-- Passage given --
From Raging Bull, to Rocky and right up the recent Creed movies, Hollywood has always had a fascination with boxing as a narrative. It’s a sport that lends itself with relative ease to the silver screen – The young man who came from nothing, the outsider who no one gave a chance, the raw emotion of a fighter who refuses to be defeated. But what about the story of the boxer transformed himself from a journeyman to a world champion on just 48 hours’ notice?

It’s 1993 in South Wales and Steve Robinson is eating pie and chips when the phone rings, he doesn't know it just yet but it's a call that would lead to his name being etched into boxing folklore. John Davison was due to challenge Ruben Palacios for the WBO World Featherweight title in Newcastle but only two days before the bout Palacios tested HIV+ and was immediately stripped of his WBO title leaving it vacant. In a frenzy to salvage the show, promoter Tommy Gilmour Jr. got on the phone for a late replacement and unfortunately for Davison, Robinson answered the call on his mother-in-law’s phone.

“Actually, I’ll tell you the truth, I gave up my job not long before the phone call. I gave it up about a week or so before to take up full-time training. I was just getting into full-time training and then I had the phone call. It was out of the blue! The way it happened was Ruben Palacios tested HIV+ and they stripped him of the title and needed an opponent for John Davison on two days’ notice. This day and age they wouldn’t be able to sanction that fight with the rules and regulations but somehow they got me to fight for the world title. They asked a few other people to take the fight who said no they wouldn’t be ready. But I thought, I’ll be ready – I was 7lbs overweight, so I had to lose 7lbs.”

I put it to Robinson that they must have overlooked him, with only 48 hours’ notice and a relatively unimpressive record at the time of 13 wins, 9 losses and 1 draw there wouldn’t have been many backing him.

“They must have overlooked me but obviously they knew I was a good fighter, not a bad fighter, but obviously beatable because my record didn’t look much. Of my 9 losses, a lot of those I thought I won – I’ve been robbed many times."

As a late replacement with many assuming he was there just to make up the numbers and up against the hometown fighter it seems Robinson could well become victim to another close decision going against him. This time though, on the biggest of nights, Robinson, dubbed by many as The Cinderella Man, had his Hollywood moment as referee William Conners lifted his arm in victory as the announcer bellowed “The winner, and the new WBO Featherweight champion of the world is Robinson, ladies and gentlemen. Robinson is the winner!”

In a whirlwind 48 hours, Robinson goes from rank outsider to featherweight royalty and from relative unknown to newspaper back page features.

-- Exercise task a --
Return each line of the records that contains the string "umbrella". Case must match.
The article and the records that follow it are unrelated and should be treated as separate material.

-- Recorded data --

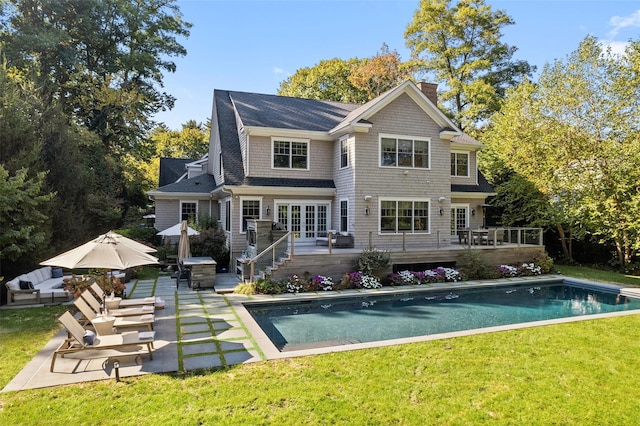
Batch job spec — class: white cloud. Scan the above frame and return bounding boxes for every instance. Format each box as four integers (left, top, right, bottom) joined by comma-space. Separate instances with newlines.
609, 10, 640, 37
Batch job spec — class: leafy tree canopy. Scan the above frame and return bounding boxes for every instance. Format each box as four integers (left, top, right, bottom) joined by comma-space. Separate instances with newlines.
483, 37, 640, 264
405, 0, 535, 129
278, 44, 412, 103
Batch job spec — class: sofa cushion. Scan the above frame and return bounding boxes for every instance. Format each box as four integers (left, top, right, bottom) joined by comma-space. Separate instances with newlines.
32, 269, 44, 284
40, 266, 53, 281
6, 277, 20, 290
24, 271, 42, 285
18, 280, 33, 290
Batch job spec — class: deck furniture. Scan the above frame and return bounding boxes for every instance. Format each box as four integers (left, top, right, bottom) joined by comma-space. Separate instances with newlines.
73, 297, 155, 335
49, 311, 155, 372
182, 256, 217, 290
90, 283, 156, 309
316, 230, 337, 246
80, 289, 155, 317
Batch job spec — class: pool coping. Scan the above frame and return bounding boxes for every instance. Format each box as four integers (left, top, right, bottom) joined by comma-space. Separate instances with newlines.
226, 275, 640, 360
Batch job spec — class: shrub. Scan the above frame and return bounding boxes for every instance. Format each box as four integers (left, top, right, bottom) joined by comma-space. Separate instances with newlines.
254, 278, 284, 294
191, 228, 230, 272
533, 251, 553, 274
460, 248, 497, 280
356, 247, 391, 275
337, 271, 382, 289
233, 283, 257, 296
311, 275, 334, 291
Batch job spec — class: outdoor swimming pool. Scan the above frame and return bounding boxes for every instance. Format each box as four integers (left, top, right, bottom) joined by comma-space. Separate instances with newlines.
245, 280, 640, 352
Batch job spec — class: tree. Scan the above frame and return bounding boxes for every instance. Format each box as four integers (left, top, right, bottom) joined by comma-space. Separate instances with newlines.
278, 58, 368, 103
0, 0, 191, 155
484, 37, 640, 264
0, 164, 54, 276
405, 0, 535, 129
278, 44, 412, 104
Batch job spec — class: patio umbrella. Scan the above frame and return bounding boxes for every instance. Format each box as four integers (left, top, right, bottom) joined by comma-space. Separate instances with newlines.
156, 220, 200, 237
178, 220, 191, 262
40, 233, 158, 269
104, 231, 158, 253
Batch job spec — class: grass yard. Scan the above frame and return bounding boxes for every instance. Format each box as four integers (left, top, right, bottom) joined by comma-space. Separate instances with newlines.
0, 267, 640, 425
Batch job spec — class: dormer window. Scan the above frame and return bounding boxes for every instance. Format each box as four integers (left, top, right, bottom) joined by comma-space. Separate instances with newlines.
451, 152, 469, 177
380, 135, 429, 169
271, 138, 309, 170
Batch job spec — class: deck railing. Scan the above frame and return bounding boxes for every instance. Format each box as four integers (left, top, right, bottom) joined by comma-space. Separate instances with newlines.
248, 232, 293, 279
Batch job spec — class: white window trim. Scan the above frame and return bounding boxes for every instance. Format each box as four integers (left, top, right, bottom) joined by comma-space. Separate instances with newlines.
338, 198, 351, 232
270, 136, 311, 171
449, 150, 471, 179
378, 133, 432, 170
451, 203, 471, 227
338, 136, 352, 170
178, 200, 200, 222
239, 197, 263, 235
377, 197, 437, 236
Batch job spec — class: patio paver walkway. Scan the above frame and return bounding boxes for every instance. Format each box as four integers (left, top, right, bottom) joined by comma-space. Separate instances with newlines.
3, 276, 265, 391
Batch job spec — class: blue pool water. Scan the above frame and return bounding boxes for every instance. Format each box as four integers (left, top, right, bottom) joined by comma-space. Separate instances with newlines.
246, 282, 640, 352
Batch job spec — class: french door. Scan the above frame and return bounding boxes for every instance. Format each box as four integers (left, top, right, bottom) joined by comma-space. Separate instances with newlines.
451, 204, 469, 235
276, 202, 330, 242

-- Exercise task b --
Resume the article on Steve Robinson's world title win on two days' notice, continuing from the point where it ends.

-- Response a --
Batch job spec — class: patio umbrella. Scan the above frame and return bounding boxes for every instance. Format each box as four integers (left, top, right, bottom) joined by comma-space. Separate instances with newlines.

-- Response b --
A victorious Steve Robinson | WalesOnline

“Obviously, people recognised me out on the street and I was in the papers. I was Steve Robinson world featherweight champion, I had to pinch myself a couple of times to realise I was a world champion. I adapted to it though, I stayed humble, I didn’t get big-headed and I still had the same friends.”

While the local papers and those in his South Wales community may have heralded Robinson’s victory as a monumental success, there was more than the fair share of detractors who labelled Robinson’s victory as somewhat of a fluke. They say it’s hard making it to the top but it’s even harder to stay there.

Going into the John Davison title fight, Robinson had won four and lost three of his previous seven fights and was challenging for the title off the back of a points decision loss in France. It was little wonder that many seemed to be waiting with bated breath for him to fall from his throne as quickly as he had become seated upon it.

"After Frank Warren took over he started throwing all these ex-world champions at me like Colin McMillan, Paul Hodkinson and Duke McKenzie and he finally got me beat in the end when he brought in Naz.”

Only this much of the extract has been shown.